• _AIM OF THE TASK_
Reproduce, word for word, the part of the Western Cape drought text that starts with the words containing "The weather is" and ends with "percent of capacity.".

In 2017, Western Cape Premier Helen Zille declared her province a disaster area because of the drought. In March, the ruling African National Congress’ minister for cooperative governance, Zweli Mkhize, declared a national state of emergency. However, with the arrival of winter rains, Mkhize decided not to renew the state of emergency when it expired on June 13.

More on:

South Africa

Climate Change

Food and Water Security

Sub-Saharan Africa

The weather is finally improving. In May, South Africa’s late autumn, more cold fronts than usual pushed across the Western Cape, bringing rain. The South African Weather Service expects “slightly above normal” rainfall this winter season. Water levels in dams around Cape Town are also improving. In early June they were at 32.1 percent of normal capacity, compared to 29.8 percent the week before and 20.9 percent a year earlier. The largest dam in Western Cape, Theewaterskloof, is at 21.5 percent of capacity.

• _DATA EXTRACT_
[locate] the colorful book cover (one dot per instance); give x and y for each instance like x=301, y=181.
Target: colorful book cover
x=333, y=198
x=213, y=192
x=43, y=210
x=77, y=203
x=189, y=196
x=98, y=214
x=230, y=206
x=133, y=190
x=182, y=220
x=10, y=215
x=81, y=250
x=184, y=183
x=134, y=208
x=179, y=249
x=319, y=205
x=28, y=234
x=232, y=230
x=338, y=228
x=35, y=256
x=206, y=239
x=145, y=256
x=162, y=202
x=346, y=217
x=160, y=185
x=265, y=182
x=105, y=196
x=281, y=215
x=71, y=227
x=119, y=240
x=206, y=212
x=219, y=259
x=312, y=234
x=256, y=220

• _WRITTEN REPLY_
The weather is finally improving. In May, South Africa’s late autumn, more cold fronts than usual pushed across the Western Cape, bringing rain. The South African Weather Service expects “slightly above normal” rainfall this winter season. Water levels in dams around Cape Town are also improving. In early June they were at 32.1 percent of normal capacity, compared to 29.8 percent the week before and 20.9 percent a year earlier. The largest dam in Western Cape, Theewaterskloof, is at 21.5 percent of capacity.